**What the task asks:** Please pick out and copy every line in the items below that contains the string "blue".

A block of data

---

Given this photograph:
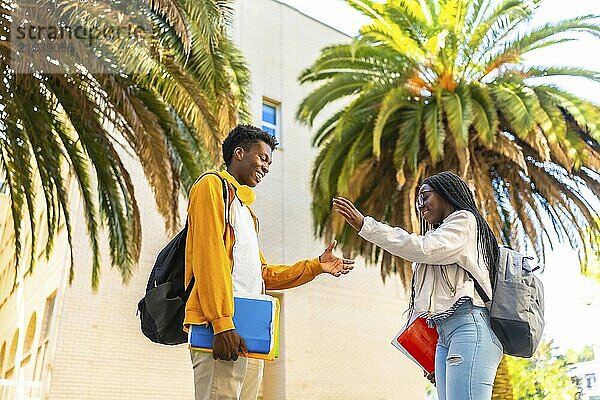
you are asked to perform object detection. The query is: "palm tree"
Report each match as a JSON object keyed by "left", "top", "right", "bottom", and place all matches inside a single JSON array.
[
  {"left": 298, "top": 0, "right": 600, "bottom": 283},
  {"left": 0, "top": 0, "right": 249, "bottom": 289}
]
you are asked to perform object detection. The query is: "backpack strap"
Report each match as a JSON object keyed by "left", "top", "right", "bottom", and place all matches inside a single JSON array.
[
  {"left": 183, "top": 172, "right": 229, "bottom": 299},
  {"left": 465, "top": 269, "right": 490, "bottom": 304}
]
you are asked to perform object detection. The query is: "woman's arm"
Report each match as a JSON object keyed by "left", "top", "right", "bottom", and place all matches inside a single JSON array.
[{"left": 333, "top": 197, "right": 476, "bottom": 265}]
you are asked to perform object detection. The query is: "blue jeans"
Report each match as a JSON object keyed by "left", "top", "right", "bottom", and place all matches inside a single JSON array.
[{"left": 435, "top": 300, "right": 502, "bottom": 400}]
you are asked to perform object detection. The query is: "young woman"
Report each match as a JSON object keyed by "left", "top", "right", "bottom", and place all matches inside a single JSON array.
[{"left": 333, "top": 172, "right": 502, "bottom": 400}]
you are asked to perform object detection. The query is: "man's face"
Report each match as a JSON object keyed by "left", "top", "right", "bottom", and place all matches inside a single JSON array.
[{"left": 236, "top": 141, "right": 272, "bottom": 187}]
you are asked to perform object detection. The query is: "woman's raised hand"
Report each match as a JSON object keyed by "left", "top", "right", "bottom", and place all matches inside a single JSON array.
[{"left": 333, "top": 197, "right": 365, "bottom": 231}]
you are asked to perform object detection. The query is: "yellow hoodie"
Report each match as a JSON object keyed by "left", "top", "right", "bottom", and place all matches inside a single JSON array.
[{"left": 183, "top": 171, "right": 322, "bottom": 334}]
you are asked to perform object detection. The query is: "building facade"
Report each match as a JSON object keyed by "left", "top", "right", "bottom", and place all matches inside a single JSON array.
[{"left": 0, "top": 0, "right": 425, "bottom": 400}]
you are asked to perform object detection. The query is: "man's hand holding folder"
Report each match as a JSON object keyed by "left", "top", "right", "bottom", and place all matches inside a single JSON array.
[{"left": 213, "top": 329, "right": 248, "bottom": 361}]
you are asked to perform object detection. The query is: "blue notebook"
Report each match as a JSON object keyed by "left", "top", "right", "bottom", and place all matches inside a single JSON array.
[{"left": 188, "top": 295, "right": 279, "bottom": 355}]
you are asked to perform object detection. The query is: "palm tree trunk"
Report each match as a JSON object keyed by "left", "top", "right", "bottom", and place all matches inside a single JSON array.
[{"left": 492, "top": 356, "right": 513, "bottom": 400}]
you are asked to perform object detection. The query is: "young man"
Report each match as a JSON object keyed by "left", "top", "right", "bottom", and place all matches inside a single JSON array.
[{"left": 184, "top": 125, "right": 354, "bottom": 400}]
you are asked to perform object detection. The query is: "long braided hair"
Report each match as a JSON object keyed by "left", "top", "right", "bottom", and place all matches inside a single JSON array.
[{"left": 423, "top": 171, "right": 498, "bottom": 285}]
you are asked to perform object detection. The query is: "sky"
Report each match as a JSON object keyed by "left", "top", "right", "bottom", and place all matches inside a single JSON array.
[{"left": 279, "top": 0, "right": 600, "bottom": 351}]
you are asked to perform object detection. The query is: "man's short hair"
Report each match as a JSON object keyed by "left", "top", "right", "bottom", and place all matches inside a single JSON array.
[{"left": 223, "top": 125, "right": 279, "bottom": 166}]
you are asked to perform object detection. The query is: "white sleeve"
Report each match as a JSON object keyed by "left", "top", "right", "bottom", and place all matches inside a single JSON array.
[{"left": 358, "top": 210, "right": 477, "bottom": 265}]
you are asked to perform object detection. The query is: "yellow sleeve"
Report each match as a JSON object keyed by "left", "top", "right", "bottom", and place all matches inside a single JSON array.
[
  {"left": 188, "top": 175, "right": 235, "bottom": 334},
  {"left": 260, "top": 252, "right": 323, "bottom": 290}
]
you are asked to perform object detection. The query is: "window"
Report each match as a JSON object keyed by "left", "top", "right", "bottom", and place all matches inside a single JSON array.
[{"left": 262, "top": 100, "right": 281, "bottom": 143}]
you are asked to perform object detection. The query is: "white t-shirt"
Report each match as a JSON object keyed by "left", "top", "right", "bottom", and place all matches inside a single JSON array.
[{"left": 229, "top": 197, "right": 263, "bottom": 294}]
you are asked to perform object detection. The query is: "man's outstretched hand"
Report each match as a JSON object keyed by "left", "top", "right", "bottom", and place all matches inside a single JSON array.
[
  {"left": 319, "top": 240, "right": 354, "bottom": 277},
  {"left": 213, "top": 330, "right": 248, "bottom": 361}
]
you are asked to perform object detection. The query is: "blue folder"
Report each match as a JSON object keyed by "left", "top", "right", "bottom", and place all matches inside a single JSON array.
[{"left": 188, "top": 295, "right": 278, "bottom": 354}]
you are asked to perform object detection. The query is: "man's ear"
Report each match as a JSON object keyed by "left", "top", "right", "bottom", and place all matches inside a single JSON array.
[{"left": 233, "top": 147, "right": 245, "bottom": 161}]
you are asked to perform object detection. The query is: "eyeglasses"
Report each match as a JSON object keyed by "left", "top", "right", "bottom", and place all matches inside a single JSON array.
[{"left": 417, "top": 190, "right": 435, "bottom": 208}]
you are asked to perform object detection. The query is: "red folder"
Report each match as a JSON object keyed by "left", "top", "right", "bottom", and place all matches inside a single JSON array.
[{"left": 392, "top": 318, "right": 438, "bottom": 373}]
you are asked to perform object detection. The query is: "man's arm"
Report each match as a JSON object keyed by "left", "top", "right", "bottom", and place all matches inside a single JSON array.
[{"left": 260, "top": 240, "right": 354, "bottom": 290}]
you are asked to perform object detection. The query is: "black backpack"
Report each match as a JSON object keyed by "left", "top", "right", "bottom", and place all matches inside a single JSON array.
[{"left": 137, "top": 172, "right": 229, "bottom": 345}]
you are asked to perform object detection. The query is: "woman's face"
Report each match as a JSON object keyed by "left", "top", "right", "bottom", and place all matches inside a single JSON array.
[{"left": 417, "top": 183, "right": 454, "bottom": 226}]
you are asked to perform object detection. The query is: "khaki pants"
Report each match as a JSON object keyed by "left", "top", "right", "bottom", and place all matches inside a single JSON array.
[{"left": 190, "top": 350, "right": 264, "bottom": 400}]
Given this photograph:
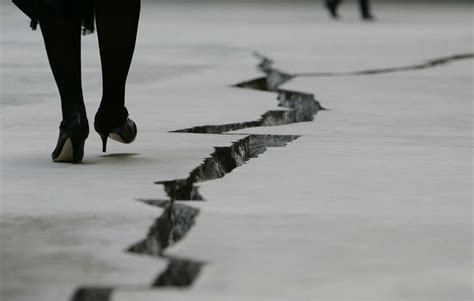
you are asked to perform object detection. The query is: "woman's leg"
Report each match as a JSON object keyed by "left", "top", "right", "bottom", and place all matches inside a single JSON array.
[
  {"left": 95, "top": 0, "right": 140, "bottom": 114},
  {"left": 40, "top": 11, "right": 86, "bottom": 120}
]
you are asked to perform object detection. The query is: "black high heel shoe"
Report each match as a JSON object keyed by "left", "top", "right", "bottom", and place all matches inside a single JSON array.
[
  {"left": 51, "top": 113, "right": 89, "bottom": 163},
  {"left": 325, "top": 0, "right": 339, "bottom": 19},
  {"left": 94, "top": 108, "right": 137, "bottom": 153}
]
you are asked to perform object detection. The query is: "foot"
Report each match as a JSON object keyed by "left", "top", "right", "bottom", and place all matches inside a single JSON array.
[
  {"left": 326, "top": 1, "right": 339, "bottom": 19},
  {"left": 51, "top": 113, "right": 89, "bottom": 163},
  {"left": 94, "top": 108, "right": 137, "bottom": 153}
]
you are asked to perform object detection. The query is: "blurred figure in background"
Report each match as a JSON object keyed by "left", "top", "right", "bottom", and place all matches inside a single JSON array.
[{"left": 326, "top": 0, "right": 374, "bottom": 20}]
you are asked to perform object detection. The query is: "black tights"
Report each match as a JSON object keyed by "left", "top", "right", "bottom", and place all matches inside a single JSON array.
[{"left": 40, "top": 0, "right": 140, "bottom": 120}]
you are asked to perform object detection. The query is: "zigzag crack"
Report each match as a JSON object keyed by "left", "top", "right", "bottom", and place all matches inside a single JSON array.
[
  {"left": 156, "top": 135, "right": 299, "bottom": 201},
  {"left": 174, "top": 89, "right": 326, "bottom": 134},
  {"left": 127, "top": 200, "right": 199, "bottom": 257}
]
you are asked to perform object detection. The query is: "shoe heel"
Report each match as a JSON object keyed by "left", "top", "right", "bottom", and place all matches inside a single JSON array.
[{"left": 99, "top": 133, "right": 109, "bottom": 153}]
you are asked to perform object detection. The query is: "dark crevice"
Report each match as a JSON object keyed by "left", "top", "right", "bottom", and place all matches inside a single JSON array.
[
  {"left": 152, "top": 258, "right": 204, "bottom": 288},
  {"left": 127, "top": 201, "right": 199, "bottom": 257},
  {"left": 156, "top": 135, "right": 299, "bottom": 201},
  {"left": 71, "top": 287, "right": 114, "bottom": 301},
  {"left": 71, "top": 54, "right": 312, "bottom": 301},
  {"left": 234, "top": 52, "right": 294, "bottom": 92},
  {"left": 294, "top": 53, "right": 474, "bottom": 77},
  {"left": 174, "top": 90, "right": 326, "bottom": 134}
]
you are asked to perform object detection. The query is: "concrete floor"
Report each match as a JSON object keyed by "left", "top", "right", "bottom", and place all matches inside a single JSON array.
[{"left": 0, "top": 2, "right": 473, "bottom": 301}]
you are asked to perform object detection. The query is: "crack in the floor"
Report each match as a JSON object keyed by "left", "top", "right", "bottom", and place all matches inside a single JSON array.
[
  {"left": 72, "top": 54, "right": 314, "bottom": 301},
  {"left": 292, "top": 53, "right": 474, "bottom": 77},
  {"left": 71, "top": 49, "right": 474, "bottom": 301},
  {"left": 156, "top": 135, "right": 299, "bottom": 201},
  {"left": 127, "top": 200, "right": 199, "bottom": 257}
]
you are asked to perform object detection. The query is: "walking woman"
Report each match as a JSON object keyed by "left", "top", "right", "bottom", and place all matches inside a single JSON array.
[
  {"left": 326, "top": 0, "right": 374, "bottom": 21},
  {"left": 13, "top": 0, "right": 140, "bottom": 163}
]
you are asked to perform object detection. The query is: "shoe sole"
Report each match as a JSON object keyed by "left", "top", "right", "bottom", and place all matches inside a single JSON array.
[
  {"left": 53, "top": 138, "right": 74, "bottom": 162},
  {"left": 109, "top": 133, "right": 125, "bottom": 143}
]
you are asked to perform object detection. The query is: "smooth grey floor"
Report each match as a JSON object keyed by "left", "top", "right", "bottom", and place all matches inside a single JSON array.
[{"left": 0, "top": 1, "right": 473, "bottom": 301}]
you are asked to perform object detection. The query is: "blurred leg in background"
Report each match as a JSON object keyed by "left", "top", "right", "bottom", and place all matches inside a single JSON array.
[
  {"left": 359, "top": 0, "right": 374, "bottom": 20},
  {"left": 325, "top": 0, "right": 374, "bottom": 20}
]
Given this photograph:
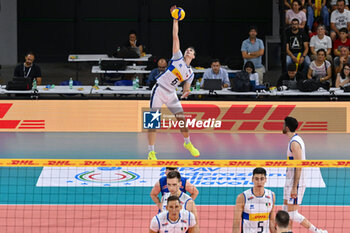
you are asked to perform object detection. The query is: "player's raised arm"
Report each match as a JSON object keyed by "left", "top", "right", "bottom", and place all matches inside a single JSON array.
[
  {"left": 170, "top": 6, "right": 180, "bottom": 54},
  {"left": 232, "top": 194, "right": 245, "bottom": 233}
]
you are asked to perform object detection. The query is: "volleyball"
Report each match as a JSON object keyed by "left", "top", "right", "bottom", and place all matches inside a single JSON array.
[{"left": 171, "top": 7, "right": 185, "bottom": 21}]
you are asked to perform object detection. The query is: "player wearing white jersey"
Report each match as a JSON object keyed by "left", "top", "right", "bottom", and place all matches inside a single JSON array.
[
  {"left": 283, "top": 117, "right": 327, "bottom": 233},
  {"left": 233, "top": 168, "right": 275, "bottom": 233},
  {"left": 149, "top": 196, "right": 198, "bottom": 233},
  {"left": 148, "top": 6, "right": 200, "bottom": 160},
  {"left": 161, "top": 191, "right": 193, "bottom": 211}
]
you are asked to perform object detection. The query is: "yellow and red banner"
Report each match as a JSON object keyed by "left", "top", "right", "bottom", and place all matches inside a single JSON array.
[
  {"left": 0, "top": 100, "right": 350, "bottom": 133},
  {"left": 0, "top": 159, "right": 350, "bottom": 167}
]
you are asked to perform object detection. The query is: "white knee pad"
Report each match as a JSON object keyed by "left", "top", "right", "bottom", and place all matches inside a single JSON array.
[
  {"left": 288, "top": 210, "right": 305, "bottom": 223},
  {"left": 282, "top": 205, "right": 288, "bottom": 212}
]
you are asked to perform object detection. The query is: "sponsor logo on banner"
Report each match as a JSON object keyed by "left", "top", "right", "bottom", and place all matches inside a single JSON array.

---

**Solution for this task:**
you are asked to perform object detection. The query is: "blue jeans"
you are asked to perform object detection. The query is: "blue notebook"
you are asked to perform object detection. The query is: "blue folder"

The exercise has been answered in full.